───── SOURCE DOCUMENT
Fraser Allison

A portrait of a man in a blue suit sitting in a corner chair with brown shoes on
Fraser Allison, Top Designs alumnus

Media – Photography
Top Designs 2005

2020 – Interactive Design Researcher


I am a Research Fellow at the University of Melbourne Interaction Design Lab, where I have recently submitted a PhD on the design of voice-controlled video games. My current project is on the future of cemeteries, looking at how our approach to death and commemoration might change in the coming decades. I have a keen interest in game design, psychology and how technology shapes our thinking and our experiences.

Do you have a specific design philosophy?

As a design researcher rather than a design practitioner, I’m more interested in understanding how design works than saying how it should work. I don’t believe there are any truly universal rules, it all depends on your goals. For instance, if you are a software designer, it may seem obvious that you should always make tasks easy for the user to accomplish – but if you are designing a video game, the user may want the task to be as hard as they can manage!

Can you explain your trajectory after Top Designs; do you feel that the exhibition had any impact on your next career steps?

After Top Designs I undertook a Bachelor of Communication at RMIT University, where I focused on interactive media and wrote an Honours thesis on how video games can put us into the mindset of a character who sees the world differently than we do.
──────────
### WHAT IS BEING ASKED
Continue the Fraser Allison interview from the point where it ends.
───── DATASET RECORDS
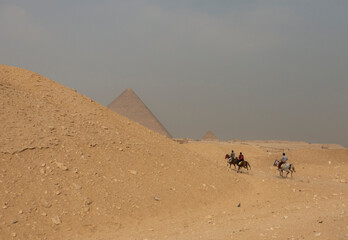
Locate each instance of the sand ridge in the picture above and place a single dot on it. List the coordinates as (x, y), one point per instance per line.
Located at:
(73, 169)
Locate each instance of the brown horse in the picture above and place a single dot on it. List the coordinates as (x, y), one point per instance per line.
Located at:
(234, 161)
(243, 164)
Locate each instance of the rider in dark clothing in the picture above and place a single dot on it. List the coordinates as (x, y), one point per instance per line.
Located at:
(240, 158)
(232, 155)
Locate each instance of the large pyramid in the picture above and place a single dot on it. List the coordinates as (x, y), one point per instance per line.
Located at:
(209, 136)
(130, 105)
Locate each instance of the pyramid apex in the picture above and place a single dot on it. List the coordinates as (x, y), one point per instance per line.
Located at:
(130, 105)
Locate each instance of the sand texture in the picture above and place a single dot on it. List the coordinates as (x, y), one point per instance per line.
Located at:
(71, 168)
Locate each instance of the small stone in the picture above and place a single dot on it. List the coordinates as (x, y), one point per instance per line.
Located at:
(61, 166)
(76, 186)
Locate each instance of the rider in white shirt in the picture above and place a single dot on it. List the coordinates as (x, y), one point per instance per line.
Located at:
(284, 158)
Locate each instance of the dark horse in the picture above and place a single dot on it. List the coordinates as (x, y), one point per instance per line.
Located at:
(231, 161)
(234, 161)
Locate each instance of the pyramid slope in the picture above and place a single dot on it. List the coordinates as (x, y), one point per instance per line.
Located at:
(209, 136)
(130, 105)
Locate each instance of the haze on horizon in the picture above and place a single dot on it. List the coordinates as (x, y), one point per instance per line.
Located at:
(242, 69)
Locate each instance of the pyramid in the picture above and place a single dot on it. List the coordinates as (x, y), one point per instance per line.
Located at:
(130, 105)
(209, 136)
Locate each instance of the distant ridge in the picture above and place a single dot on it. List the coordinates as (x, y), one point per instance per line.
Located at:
(130, 105)
(209, 136)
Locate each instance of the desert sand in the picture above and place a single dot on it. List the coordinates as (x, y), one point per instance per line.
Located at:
(71, 168)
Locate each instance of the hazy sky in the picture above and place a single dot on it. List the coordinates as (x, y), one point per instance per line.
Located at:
(243, 69)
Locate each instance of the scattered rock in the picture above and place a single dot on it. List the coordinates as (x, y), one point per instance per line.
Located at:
(62, 166)
(76, 186)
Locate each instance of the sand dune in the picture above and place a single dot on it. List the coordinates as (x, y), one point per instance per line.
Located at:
(73, 169)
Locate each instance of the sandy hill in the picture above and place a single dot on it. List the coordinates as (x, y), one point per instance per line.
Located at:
(130, 105)
(209, 136)
(72, 168)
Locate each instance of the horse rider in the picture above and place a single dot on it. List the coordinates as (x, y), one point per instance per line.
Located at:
(240, 158)
(283, 160)
(232, 155)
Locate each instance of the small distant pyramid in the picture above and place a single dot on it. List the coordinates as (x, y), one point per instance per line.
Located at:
(130, 105)
(209, 136)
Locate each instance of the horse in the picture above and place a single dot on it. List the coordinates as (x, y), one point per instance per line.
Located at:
(289, 168)
(231, 161)
(234, 161)
(244, 164)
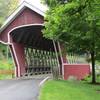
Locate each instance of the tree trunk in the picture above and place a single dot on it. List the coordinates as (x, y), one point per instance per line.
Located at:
(93, 67)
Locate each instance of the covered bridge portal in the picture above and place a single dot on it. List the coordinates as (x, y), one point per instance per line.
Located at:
(32, 53)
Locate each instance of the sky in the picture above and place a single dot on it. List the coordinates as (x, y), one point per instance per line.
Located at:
(36, 3)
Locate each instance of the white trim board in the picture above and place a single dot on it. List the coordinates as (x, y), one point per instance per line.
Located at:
(18, 11)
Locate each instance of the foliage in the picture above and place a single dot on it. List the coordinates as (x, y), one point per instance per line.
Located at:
(76, 23)
(53, 3)
(64, 90)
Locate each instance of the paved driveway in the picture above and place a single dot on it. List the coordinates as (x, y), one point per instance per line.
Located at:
(19, 89)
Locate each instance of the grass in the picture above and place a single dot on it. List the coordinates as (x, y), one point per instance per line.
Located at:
(64, 90)
(6, 65)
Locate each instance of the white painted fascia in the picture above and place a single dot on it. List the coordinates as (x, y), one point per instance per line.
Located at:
(18, 11)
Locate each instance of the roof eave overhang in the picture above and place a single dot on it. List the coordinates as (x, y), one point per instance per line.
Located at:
(18, 11)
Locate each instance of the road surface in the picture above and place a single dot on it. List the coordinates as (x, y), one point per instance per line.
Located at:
(19, 89)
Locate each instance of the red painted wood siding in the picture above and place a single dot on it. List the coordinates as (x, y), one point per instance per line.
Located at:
(80, 71)
(26, 17)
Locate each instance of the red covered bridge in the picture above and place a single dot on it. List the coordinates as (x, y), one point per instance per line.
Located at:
(32, 52)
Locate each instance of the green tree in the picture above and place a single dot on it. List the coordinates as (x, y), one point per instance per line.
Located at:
(76, 23)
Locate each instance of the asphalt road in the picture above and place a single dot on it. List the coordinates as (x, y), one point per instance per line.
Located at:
(19, 89)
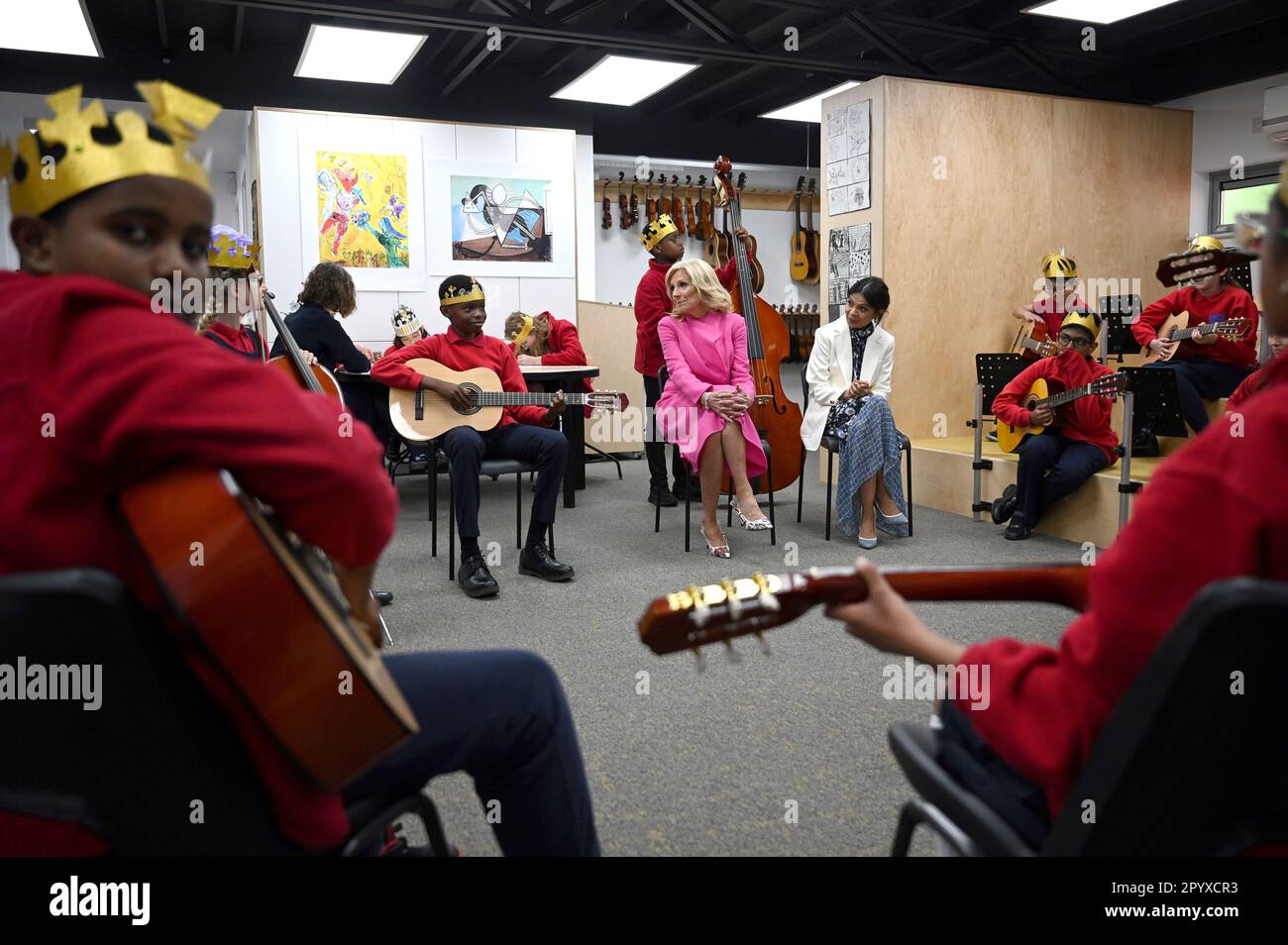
──────────
### THE ANSWER
After university, I dabbled in radio, political writing, games criticism and not-for-profit work, before settling into my first career as a market researcher. I developed a reputation as something of a tinkerer and was eventually put in charge of my firm’s small software design team, making widgets to process and communicate research data.

In 2015, I returned to university to undertake a PhD in the field of human–computer interaction, which I have just submitted this January. The PhD has given me a wealth of opportunities, including the chance to present at conferences worldwide and to work at Microsoft Research in the UK. In 2020, I joined a team of technologists, anthropologists and social scientists to undertake research into the future of cemeteries.

Participating in Top Designs increased my confidence in myself, as a person with a critical artistic eye. My exhibition for Top Designs 2005 was a collection of photographs that showed the small design details of sports cars. My project was perhaps the first piece of work in which I realised that things are often more interesting when you zoom right in on the details than when you only look at the whole.

Do you have any advice for people wanting to work in your field, and what are your plans for the future?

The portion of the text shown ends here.